◆ **Exercise aim**:
When a line in the entries contains the word "positive", copy that line in full.

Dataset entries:
____________

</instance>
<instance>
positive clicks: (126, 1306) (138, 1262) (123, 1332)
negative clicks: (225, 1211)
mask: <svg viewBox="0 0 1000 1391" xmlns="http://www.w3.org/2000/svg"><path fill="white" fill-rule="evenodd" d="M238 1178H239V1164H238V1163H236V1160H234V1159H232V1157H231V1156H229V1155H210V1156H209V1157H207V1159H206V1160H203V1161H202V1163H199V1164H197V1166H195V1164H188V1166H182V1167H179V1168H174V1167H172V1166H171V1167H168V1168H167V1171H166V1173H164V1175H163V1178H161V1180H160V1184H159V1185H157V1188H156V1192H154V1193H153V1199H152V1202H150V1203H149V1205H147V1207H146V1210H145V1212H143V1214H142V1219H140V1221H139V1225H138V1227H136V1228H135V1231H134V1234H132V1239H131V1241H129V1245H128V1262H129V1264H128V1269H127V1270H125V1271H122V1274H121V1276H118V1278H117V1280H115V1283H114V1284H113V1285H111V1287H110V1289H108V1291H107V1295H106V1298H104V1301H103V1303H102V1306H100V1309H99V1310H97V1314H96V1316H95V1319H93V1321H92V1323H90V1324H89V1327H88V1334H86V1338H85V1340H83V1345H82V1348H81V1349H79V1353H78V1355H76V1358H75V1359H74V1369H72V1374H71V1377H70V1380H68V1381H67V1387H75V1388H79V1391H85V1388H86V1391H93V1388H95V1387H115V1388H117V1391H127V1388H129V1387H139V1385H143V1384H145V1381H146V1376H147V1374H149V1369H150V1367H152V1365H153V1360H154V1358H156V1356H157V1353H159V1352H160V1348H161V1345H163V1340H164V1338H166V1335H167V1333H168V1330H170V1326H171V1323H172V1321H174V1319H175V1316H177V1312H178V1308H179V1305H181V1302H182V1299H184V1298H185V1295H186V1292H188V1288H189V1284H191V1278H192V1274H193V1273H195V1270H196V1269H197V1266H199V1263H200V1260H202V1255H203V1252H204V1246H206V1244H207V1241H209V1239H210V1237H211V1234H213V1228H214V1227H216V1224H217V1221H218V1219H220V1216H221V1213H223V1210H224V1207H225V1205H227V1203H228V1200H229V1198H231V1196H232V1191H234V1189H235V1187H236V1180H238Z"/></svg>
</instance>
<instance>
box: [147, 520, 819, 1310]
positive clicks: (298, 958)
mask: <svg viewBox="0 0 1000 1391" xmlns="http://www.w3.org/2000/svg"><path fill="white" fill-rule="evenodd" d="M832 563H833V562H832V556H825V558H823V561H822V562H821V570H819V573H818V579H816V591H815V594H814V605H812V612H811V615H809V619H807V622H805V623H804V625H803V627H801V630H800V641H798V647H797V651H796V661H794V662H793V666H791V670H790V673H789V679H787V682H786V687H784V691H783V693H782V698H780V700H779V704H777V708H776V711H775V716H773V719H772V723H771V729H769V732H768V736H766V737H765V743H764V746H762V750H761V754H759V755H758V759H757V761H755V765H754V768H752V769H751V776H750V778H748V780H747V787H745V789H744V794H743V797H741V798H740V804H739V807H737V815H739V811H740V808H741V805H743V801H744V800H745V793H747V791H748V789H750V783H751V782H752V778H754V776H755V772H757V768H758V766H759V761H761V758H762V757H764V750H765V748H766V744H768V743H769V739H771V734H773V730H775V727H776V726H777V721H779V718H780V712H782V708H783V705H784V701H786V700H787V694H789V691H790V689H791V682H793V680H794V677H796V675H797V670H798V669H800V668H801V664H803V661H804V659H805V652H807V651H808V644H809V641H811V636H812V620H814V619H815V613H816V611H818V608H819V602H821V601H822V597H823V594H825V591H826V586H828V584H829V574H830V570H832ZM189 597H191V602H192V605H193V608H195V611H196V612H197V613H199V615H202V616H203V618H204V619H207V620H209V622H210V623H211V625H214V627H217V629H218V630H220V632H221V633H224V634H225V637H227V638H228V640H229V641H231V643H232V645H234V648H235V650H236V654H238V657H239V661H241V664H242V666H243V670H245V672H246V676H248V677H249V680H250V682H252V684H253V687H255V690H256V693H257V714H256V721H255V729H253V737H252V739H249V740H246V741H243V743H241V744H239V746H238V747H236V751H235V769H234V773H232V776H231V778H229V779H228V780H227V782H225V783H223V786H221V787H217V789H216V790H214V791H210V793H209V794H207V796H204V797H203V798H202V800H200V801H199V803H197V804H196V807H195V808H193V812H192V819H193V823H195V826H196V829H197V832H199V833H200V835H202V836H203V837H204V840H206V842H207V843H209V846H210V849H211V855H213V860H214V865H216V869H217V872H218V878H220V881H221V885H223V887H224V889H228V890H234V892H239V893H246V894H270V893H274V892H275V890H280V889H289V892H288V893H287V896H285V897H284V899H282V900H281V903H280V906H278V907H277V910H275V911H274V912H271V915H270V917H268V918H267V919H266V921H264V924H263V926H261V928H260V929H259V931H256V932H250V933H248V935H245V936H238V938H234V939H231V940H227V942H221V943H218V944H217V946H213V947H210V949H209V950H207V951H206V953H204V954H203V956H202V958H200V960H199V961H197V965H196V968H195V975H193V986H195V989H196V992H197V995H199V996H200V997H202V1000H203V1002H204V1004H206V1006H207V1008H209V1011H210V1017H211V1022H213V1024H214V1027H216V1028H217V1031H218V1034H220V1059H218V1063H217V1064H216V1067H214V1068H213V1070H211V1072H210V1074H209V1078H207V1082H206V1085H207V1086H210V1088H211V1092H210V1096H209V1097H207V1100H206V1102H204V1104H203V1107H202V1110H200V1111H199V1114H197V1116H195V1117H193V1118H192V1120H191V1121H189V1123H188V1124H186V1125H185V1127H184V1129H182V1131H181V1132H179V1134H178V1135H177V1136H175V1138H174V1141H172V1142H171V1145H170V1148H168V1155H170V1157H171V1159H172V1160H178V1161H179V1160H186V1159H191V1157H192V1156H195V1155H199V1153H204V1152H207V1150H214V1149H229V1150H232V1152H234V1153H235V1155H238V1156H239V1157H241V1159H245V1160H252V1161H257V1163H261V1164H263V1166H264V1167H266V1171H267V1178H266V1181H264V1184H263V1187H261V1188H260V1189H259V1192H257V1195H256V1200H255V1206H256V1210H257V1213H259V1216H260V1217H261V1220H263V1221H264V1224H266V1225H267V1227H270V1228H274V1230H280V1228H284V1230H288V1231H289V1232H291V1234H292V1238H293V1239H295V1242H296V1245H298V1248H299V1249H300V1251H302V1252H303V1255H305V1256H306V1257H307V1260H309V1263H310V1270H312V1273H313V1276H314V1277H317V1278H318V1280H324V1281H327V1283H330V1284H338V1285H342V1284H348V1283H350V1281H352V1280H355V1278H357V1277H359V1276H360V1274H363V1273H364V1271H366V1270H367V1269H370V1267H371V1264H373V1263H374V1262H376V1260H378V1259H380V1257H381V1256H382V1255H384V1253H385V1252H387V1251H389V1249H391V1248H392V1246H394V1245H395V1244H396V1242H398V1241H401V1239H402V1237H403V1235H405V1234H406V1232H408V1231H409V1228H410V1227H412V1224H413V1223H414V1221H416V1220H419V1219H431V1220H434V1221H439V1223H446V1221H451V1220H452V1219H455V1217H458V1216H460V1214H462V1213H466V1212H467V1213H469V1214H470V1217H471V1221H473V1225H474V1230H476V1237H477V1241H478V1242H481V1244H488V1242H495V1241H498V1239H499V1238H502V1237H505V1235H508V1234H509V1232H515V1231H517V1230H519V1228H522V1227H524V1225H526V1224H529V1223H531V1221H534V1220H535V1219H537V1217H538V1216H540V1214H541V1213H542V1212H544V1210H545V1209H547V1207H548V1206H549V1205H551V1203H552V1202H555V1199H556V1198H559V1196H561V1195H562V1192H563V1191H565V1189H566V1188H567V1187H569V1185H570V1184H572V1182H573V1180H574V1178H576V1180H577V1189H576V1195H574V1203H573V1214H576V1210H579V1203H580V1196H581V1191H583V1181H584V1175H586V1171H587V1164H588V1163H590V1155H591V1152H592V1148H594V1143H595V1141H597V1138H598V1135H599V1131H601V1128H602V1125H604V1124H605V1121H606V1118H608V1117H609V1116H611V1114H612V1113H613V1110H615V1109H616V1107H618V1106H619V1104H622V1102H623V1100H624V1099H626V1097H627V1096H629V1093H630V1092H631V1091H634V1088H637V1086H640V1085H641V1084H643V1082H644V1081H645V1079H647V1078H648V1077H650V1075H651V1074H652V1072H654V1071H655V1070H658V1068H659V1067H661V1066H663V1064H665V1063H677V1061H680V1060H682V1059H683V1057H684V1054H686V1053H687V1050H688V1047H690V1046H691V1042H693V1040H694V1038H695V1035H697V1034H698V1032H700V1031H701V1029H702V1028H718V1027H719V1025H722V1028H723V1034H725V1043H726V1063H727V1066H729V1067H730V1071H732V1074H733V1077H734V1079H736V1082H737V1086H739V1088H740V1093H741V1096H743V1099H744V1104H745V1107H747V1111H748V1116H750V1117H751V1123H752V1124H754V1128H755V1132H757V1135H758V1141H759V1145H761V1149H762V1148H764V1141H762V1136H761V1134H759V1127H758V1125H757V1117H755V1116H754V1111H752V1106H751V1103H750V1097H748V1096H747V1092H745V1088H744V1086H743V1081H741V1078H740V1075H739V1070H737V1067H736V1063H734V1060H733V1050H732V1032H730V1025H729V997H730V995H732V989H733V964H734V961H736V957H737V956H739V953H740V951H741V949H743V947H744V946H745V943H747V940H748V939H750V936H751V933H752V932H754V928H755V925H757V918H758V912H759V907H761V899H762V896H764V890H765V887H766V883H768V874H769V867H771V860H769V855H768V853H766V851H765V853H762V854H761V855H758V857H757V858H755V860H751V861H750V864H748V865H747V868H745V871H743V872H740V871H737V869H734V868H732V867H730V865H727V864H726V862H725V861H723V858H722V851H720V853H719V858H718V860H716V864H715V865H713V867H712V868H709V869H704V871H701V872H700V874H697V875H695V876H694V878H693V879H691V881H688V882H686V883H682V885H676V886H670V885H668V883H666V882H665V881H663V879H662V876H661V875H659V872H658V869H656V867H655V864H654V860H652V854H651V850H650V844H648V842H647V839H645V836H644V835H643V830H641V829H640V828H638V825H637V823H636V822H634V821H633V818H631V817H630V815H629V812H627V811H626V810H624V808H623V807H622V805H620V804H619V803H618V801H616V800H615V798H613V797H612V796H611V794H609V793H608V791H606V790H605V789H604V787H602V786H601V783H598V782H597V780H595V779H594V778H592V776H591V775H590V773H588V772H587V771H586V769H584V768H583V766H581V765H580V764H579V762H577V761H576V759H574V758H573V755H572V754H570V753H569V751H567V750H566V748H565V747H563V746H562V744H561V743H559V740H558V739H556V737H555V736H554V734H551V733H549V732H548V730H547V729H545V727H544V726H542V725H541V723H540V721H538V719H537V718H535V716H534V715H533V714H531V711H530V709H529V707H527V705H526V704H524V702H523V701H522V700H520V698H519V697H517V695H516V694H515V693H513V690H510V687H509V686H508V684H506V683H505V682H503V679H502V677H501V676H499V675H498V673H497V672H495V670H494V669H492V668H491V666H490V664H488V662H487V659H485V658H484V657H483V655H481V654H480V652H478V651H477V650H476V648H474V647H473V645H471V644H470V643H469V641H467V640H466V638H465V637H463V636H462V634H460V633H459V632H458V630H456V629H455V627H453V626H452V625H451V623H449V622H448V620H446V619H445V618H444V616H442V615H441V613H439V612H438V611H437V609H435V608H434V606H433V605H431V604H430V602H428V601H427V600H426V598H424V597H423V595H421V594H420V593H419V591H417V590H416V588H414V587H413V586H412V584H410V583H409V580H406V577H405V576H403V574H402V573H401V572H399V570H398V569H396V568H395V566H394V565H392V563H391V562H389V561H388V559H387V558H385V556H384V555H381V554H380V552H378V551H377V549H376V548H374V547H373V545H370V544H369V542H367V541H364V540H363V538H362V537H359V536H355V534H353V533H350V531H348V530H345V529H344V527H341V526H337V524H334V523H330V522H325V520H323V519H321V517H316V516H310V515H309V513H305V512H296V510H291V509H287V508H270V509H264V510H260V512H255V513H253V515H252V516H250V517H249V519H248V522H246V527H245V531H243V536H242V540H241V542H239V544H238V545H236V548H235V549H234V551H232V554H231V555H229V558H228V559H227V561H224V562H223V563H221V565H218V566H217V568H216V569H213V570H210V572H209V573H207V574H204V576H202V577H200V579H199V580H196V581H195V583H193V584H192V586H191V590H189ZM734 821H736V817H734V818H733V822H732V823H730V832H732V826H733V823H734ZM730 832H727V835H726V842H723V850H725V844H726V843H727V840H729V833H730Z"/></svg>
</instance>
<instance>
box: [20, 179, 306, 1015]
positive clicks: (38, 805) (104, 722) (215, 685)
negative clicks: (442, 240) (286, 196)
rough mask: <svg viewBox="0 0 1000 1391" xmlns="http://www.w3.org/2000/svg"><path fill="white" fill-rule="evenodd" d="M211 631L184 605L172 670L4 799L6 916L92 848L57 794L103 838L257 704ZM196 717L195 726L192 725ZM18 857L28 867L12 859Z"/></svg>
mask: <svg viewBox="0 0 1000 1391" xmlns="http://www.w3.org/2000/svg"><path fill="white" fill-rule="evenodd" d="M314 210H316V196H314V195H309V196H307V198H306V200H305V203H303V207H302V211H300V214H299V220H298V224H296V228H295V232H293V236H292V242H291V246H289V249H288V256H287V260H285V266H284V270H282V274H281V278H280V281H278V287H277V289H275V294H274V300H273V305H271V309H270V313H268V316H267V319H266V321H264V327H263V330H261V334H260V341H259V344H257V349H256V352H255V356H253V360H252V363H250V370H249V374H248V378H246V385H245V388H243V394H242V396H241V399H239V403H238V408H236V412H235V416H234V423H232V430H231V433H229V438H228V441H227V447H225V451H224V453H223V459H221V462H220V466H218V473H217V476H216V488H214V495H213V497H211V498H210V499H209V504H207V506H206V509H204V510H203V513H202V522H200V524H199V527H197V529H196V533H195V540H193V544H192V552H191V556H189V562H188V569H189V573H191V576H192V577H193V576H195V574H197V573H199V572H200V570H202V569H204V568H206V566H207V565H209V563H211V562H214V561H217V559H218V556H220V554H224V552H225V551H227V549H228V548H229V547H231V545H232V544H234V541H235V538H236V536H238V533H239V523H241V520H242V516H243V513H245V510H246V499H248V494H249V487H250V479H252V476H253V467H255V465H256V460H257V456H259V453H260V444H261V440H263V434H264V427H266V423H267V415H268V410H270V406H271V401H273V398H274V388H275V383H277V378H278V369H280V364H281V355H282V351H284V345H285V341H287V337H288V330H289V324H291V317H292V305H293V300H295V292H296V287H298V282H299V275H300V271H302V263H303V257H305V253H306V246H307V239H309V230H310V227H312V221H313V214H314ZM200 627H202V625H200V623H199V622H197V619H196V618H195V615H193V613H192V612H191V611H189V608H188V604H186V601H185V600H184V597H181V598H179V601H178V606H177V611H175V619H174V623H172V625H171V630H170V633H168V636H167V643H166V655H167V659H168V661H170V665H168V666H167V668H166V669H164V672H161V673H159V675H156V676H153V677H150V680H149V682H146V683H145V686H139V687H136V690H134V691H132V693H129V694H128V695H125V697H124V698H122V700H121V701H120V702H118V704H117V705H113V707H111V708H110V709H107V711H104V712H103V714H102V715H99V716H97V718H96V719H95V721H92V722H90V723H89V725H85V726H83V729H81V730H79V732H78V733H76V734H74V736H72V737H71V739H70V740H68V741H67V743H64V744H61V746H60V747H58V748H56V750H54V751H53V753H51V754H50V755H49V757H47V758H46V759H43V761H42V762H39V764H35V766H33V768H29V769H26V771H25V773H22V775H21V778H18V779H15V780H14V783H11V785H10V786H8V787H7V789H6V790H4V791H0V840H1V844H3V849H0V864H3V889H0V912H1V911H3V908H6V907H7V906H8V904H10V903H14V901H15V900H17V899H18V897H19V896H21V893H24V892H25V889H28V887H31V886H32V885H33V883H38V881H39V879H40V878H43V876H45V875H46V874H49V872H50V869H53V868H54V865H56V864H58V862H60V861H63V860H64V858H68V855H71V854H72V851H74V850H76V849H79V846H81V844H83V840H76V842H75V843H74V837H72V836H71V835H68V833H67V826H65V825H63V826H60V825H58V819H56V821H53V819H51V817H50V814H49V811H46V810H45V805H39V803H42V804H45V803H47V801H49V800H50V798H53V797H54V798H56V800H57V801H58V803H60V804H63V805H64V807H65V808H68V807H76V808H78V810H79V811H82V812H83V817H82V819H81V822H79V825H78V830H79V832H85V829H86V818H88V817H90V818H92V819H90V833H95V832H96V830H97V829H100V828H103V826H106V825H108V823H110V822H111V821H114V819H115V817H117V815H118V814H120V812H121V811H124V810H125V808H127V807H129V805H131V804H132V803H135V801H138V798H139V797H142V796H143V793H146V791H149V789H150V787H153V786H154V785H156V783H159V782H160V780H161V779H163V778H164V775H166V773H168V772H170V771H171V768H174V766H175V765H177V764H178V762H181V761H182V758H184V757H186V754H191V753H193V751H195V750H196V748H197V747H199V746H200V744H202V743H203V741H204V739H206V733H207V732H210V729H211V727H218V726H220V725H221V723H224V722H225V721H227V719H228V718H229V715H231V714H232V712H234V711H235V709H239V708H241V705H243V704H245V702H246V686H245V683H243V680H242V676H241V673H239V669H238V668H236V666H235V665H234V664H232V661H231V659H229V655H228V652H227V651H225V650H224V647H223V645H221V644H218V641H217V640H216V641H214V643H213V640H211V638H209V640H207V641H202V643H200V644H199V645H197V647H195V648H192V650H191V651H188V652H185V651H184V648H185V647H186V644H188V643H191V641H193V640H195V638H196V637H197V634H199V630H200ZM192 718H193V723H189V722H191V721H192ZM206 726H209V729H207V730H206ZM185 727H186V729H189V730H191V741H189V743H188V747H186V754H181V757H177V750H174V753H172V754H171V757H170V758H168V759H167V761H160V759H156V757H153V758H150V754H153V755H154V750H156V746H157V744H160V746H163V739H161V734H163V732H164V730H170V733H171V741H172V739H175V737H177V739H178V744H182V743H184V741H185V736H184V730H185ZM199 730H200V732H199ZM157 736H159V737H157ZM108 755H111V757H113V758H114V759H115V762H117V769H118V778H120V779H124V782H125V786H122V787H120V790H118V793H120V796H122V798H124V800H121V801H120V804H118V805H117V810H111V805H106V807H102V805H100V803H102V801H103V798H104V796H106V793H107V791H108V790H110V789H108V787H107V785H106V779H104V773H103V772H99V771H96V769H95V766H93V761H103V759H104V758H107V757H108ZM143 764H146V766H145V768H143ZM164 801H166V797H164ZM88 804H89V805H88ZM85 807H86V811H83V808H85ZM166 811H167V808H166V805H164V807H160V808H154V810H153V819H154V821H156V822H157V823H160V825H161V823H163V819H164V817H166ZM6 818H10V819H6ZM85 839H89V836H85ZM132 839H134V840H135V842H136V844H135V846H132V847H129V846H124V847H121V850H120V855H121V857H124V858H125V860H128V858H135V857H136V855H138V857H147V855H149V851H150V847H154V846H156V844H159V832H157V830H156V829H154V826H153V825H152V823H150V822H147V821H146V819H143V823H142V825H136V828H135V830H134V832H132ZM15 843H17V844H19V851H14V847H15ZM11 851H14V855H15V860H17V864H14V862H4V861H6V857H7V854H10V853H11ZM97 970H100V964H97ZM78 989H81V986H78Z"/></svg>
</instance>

____________

◆ **Exercise response**:
positive clicks: (126, 1306) (138, 1262) (123, 1332)
positive clicks: (298, 958)
positive clicks: (38, 805) (104, 722) (215, 685)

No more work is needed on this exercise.